[Aufgabe A]:
Schreiben Sie den Abschnitt der Datensätze neu, der mit der Zeile beginnt, die „the car window.“ enthält, und bis zum Ende der Datensätze reicht. Ersetzen Sie dabei „car window“ durch „side mirror“ und lassen Sie alles andere unverändert.

____________

Aus Müll wird Nützliches: Aus dem im Meer treibenden Mikroplastik lässt sich ein effektiver Dämmstoff herstellen, der beispielsweise Gebäude gegen Schall und Wärmeverlust isolieren kann. Dafür reicht es aus, ein poröses Gel aus Alginat mit den Kunststoffpartikeln zu mischen. Der große Vorteil: Für diese Recycling-Idee muss das Mikroplastik weder sortenrein noch perfekt gleichgroß sein – das ermöglicht die Nutzung von aus dem Meer gefischtem Plastikmüll.
Ob in der Tiefsee, dem Mount Everest oder in unseren Körpergeweben: Mikroplastik findet sich längst überall. Was aber kann man dagegen tun? Eine Möglichkeit ist das Vermeiden von weiterem Plastikmüll und die Entwicklung abbaubarer Ersatzstoffe. Aber auch an Methoden, die bereits in die Umwelt gelangte Kunststoffe wieder einzusammeln und sie zu recyceln wird gearbeitet.
Wohin mit dem Mikroplastik?
Das Problem jedoch: Gerade das im Meer herumschwimmende Mikroplastik lässt sich nur schwer wiederverwerten. „Die Teilchen sind nicht sortenrein, oft mit anderen, nicht aus Plastik bestehenden Partikeln vermischt und von Meersalz überzogen“, erklären Marco Caniato von der Freien Universität Bozen und seine Kollegen. Aus diesem Gemisch wieder neue Kunststoffobjekte zu machen, ist daher nahezu unmöglich. Als Folge landet dieser Plastikmüll meist entweder auf der Deponie oder wird verbrannt.
Es ginge aber auch anders, wie nun Caniato und sein Team belegen. Sie haben ausprobiert, wie gut sich gemischtes Mikroplastik zu einem Dämmstoff verarbeiten lässt. Anstoß dafür gab die Beobachtung, dass das natürliche Geliermittel Natriumalginat nicht nur die Konsistenz eines Gels besitzt, sondern auch festere, poröse Strukturen bilden kann. Diese Alginat-Schäume könnten sich möglicherweise auch als Basis für einen Mikroplastik-basierten Dämmstoff nutzen lasen, so die Überlegung des Teams.

____________

[Aufgabe B]:
Übertragen Sie folgenden Satz aus dem Text über Dämmstoff aus Mikroplastik ins Englische: „Als Folge landet dieser Plastikmüll meist entweder auf der Deponie oder wird verbrannt.“

(Einträge zur Positionsbestimmung)
____________

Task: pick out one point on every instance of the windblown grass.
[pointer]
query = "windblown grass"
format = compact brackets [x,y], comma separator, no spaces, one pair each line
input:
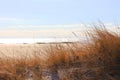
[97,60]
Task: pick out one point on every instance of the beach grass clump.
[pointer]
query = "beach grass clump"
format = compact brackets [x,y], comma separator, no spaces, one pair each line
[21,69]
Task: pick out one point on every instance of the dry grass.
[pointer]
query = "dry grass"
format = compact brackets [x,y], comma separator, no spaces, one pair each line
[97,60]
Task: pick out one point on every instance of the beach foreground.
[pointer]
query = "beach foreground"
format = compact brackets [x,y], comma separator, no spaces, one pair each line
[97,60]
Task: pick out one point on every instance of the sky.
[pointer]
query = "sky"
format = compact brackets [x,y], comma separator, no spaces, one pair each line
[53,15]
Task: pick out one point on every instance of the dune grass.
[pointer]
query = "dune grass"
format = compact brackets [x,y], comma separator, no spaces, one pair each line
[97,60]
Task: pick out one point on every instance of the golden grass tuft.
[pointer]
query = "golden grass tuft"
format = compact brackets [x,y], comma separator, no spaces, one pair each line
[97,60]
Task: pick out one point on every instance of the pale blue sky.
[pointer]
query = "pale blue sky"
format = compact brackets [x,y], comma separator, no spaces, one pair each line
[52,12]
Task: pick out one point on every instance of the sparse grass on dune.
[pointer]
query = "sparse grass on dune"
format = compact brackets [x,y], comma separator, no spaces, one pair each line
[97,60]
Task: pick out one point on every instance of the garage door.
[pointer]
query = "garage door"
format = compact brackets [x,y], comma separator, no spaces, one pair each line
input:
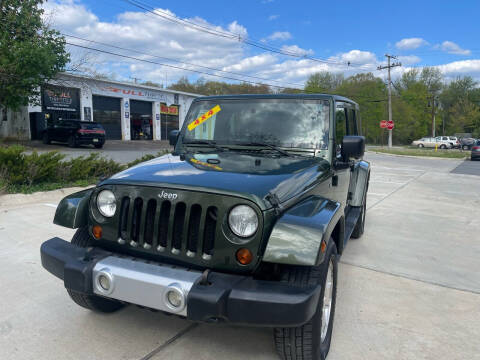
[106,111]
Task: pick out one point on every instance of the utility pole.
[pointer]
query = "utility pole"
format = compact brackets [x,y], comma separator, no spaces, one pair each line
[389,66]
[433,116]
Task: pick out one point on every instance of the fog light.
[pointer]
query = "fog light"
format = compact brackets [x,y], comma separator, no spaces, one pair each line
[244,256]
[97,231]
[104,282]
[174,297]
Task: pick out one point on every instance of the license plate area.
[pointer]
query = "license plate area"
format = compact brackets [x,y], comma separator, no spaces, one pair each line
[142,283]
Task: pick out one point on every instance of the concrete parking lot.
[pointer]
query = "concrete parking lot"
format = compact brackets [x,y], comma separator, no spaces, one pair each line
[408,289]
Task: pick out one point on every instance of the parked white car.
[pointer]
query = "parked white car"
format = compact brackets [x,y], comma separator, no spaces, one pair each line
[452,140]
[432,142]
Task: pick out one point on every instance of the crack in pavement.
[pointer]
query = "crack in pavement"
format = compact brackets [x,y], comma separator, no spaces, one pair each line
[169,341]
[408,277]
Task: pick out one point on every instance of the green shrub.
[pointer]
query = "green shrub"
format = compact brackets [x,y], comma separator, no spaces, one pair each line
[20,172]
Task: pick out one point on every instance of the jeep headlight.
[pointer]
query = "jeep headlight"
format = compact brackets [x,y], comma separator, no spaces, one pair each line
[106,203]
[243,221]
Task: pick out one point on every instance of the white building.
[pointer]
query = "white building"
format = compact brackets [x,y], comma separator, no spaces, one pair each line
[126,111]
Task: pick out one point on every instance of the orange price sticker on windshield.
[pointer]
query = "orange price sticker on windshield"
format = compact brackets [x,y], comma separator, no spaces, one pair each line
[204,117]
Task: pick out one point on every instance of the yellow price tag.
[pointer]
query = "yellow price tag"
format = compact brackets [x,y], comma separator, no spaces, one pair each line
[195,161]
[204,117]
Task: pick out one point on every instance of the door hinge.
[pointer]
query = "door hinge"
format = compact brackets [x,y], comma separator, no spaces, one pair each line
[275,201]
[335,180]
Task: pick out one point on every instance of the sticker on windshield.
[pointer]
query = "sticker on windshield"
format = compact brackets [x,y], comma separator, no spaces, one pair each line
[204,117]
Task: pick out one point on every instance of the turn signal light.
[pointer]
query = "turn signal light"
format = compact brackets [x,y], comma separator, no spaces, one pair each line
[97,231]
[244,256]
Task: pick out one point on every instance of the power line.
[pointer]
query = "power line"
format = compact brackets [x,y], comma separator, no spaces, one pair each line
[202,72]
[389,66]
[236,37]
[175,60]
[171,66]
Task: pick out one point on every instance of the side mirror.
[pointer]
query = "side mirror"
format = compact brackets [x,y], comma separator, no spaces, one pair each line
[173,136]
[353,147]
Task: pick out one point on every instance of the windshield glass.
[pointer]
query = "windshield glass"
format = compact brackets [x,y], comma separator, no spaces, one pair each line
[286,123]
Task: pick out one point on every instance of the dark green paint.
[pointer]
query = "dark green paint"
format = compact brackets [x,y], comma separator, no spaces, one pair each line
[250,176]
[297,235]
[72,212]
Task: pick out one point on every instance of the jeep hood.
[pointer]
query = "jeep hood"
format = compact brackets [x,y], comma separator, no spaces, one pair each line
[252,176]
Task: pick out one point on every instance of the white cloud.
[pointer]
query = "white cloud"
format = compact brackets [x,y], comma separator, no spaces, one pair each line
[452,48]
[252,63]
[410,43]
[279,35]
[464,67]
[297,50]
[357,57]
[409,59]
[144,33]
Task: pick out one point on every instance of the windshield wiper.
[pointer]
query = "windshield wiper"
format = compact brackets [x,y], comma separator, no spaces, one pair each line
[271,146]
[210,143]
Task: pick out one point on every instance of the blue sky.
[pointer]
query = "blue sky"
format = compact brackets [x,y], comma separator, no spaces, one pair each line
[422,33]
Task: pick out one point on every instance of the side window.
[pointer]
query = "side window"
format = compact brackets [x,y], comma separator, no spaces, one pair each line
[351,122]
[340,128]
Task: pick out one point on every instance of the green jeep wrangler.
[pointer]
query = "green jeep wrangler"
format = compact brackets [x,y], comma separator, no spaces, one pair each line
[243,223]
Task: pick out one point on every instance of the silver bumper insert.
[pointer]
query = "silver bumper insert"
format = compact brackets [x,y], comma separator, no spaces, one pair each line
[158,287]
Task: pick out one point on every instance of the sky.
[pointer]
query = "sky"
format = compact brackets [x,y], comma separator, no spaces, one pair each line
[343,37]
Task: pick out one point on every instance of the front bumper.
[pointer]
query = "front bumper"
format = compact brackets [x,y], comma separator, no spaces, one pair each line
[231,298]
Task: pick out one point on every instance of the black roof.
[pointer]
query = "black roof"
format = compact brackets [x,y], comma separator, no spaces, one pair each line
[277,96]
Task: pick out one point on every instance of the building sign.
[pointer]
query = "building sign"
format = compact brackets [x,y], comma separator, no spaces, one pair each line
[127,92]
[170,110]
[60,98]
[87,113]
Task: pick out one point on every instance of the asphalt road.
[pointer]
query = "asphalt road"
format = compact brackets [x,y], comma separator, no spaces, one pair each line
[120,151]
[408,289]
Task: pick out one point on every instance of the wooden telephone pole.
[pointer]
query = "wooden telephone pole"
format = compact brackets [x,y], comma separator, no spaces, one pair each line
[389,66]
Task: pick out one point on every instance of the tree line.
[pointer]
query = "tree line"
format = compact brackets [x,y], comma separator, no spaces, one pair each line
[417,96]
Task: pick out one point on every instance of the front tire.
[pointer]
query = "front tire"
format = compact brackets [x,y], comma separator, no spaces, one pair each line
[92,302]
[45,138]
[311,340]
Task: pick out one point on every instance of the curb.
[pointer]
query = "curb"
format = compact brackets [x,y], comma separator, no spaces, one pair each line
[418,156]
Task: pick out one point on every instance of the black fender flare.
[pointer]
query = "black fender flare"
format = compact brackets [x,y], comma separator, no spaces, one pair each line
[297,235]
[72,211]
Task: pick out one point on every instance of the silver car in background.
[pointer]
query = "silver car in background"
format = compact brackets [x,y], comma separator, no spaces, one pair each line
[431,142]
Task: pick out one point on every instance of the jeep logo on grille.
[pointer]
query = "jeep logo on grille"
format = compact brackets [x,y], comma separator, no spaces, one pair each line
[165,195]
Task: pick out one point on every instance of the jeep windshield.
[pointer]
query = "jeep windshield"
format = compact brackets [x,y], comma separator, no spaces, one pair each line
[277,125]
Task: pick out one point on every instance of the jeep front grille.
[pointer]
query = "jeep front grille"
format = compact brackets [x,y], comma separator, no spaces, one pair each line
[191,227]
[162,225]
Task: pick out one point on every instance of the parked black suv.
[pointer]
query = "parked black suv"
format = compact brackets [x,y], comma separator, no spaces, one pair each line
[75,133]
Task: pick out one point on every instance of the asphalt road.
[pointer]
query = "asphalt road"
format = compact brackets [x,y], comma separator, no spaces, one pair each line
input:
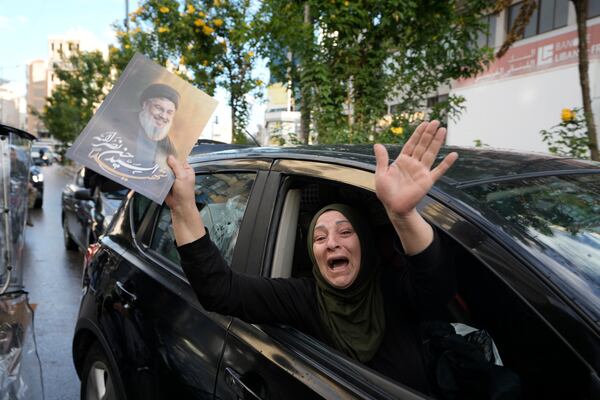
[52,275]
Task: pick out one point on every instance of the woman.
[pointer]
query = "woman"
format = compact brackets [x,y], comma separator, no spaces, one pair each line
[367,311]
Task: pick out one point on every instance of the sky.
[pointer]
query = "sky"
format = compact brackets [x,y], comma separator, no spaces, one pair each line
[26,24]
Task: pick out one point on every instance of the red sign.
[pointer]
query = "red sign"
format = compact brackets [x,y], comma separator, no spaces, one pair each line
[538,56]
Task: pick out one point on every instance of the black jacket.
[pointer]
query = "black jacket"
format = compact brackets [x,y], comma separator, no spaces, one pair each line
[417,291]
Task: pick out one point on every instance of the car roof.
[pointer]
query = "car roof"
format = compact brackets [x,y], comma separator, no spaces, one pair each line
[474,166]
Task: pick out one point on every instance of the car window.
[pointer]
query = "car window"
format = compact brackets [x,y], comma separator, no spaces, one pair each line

____________

[Erwartete Antwort A]:
Task: pick out one point on every instance of the side mirror.
[pointer]
query = "side mirror"
format = compact brackets [x,y], comma separator, no spaces, one pair each line

[Erwartete Antwort B]:
As a result, this plastic waste usually either ends up in a landfill or is incinerated.